(Problem details):
Using the listing below, please gather every line containing the word "player".

(Input):
════════

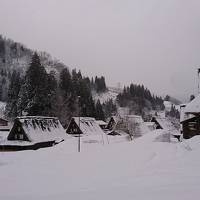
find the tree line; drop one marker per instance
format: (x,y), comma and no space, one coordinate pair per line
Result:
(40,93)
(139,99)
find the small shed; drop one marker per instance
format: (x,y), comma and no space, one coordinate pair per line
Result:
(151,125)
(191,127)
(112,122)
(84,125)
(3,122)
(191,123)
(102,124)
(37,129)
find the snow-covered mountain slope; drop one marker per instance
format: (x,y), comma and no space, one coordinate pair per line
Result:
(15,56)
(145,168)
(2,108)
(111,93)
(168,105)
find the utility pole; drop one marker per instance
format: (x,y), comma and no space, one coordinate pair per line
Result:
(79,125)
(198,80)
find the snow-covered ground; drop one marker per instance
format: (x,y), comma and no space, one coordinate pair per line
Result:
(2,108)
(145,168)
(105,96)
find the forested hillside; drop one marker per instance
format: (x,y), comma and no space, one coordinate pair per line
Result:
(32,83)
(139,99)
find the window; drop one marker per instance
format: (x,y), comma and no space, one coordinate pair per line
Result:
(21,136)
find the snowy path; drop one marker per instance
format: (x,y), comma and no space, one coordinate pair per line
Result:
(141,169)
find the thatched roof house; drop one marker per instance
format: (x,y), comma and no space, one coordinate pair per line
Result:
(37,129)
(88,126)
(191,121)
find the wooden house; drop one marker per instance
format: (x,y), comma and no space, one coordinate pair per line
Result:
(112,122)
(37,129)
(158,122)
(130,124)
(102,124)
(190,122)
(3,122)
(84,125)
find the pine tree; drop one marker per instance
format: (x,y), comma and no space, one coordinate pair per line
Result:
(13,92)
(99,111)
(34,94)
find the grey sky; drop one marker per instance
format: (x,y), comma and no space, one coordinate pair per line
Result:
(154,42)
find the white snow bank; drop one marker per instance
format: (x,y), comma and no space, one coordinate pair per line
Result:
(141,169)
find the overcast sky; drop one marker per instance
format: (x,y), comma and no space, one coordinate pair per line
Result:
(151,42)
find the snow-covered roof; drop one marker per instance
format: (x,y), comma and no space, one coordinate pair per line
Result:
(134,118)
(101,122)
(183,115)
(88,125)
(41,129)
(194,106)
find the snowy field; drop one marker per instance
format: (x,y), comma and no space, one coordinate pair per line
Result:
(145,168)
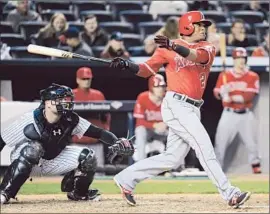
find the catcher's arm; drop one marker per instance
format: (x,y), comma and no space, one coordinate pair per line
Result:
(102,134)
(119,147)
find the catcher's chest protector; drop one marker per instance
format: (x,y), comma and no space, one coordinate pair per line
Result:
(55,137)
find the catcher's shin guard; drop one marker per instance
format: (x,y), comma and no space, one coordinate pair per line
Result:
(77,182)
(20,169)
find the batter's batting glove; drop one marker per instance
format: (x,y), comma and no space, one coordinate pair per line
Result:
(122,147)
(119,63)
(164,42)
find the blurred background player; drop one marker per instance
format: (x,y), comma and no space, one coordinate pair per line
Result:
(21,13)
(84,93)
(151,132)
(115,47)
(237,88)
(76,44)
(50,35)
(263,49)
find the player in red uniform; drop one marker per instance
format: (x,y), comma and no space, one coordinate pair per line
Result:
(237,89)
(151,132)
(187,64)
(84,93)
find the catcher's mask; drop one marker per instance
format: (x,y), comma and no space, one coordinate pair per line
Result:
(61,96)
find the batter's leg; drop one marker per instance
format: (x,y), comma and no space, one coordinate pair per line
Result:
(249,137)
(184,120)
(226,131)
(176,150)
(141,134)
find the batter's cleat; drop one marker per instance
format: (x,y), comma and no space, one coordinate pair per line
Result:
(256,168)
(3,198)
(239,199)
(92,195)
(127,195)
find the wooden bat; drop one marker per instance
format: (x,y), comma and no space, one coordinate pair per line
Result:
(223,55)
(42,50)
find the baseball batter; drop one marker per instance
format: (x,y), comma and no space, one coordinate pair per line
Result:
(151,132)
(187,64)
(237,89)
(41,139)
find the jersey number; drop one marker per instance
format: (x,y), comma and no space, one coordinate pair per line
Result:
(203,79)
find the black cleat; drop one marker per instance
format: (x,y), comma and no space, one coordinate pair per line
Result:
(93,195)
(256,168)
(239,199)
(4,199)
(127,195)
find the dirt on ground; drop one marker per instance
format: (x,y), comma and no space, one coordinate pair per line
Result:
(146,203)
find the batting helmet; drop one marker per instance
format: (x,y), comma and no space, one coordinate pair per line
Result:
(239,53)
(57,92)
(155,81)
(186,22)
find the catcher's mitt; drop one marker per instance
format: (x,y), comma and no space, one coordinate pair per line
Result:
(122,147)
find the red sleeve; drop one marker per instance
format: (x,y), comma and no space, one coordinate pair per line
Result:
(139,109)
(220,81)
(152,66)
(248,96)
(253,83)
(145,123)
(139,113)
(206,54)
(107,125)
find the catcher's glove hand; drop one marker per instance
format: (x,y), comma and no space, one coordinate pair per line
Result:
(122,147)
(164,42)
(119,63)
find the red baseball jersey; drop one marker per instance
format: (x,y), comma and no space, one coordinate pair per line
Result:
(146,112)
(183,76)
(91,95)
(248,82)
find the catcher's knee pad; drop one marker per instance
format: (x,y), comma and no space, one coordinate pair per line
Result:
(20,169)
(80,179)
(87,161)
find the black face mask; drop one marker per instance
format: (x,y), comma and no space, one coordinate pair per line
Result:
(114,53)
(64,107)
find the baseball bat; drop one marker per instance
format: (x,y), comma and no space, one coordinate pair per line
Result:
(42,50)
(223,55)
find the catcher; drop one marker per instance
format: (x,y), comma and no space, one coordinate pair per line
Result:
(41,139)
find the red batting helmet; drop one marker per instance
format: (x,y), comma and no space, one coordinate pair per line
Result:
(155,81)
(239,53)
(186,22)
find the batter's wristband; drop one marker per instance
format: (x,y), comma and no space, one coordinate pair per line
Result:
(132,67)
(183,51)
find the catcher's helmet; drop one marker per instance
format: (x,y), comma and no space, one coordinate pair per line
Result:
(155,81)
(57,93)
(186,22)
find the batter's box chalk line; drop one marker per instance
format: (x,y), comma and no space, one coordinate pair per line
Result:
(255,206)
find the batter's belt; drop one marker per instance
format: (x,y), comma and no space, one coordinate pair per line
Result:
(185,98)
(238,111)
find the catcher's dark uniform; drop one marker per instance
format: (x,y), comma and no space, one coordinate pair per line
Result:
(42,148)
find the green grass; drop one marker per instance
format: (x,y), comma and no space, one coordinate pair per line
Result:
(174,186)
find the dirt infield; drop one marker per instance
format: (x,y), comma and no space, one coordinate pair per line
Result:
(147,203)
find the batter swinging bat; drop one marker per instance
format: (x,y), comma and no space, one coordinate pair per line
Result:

════════

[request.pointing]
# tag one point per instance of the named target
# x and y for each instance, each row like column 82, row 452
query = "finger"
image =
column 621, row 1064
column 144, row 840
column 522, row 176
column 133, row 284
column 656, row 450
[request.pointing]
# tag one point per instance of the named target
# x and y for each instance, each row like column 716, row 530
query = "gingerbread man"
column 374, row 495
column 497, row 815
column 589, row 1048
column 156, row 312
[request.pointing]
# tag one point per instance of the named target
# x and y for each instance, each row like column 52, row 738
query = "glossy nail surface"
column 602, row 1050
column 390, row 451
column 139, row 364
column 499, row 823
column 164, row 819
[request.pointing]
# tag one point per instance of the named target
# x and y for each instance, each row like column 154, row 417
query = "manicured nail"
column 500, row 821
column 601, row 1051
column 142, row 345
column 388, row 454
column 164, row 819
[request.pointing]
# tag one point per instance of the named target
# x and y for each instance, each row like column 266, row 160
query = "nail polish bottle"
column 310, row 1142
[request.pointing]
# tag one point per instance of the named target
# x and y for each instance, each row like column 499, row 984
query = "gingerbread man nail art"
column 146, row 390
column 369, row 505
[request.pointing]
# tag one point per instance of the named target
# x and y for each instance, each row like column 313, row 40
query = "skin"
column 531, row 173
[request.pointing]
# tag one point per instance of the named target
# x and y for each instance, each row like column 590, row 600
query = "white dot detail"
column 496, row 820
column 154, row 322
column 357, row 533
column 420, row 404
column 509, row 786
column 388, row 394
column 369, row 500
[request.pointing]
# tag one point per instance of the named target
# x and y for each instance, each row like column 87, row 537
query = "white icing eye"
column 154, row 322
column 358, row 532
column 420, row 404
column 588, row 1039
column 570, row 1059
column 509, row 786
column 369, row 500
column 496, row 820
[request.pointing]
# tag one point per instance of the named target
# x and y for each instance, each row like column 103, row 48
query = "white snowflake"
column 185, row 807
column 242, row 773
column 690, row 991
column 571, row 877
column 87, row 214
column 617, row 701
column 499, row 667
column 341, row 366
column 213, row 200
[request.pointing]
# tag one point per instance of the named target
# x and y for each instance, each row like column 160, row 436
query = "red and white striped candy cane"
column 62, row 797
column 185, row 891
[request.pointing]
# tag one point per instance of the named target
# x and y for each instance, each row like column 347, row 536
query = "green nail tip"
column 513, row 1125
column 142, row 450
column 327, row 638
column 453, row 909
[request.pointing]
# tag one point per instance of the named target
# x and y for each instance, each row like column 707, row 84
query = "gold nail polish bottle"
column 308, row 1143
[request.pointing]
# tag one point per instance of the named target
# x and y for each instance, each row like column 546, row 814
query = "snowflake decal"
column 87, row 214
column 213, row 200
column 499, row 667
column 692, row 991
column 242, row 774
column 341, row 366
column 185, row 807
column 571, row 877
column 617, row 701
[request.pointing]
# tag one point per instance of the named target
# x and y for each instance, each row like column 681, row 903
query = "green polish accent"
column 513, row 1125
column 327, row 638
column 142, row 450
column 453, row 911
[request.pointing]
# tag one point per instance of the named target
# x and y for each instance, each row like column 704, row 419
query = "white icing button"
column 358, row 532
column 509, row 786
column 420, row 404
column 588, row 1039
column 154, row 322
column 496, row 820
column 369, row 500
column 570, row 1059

════════

(Expected answer):
find the blurred background player; drop one marker per instance
find the player in red uniform; drop one marker per instance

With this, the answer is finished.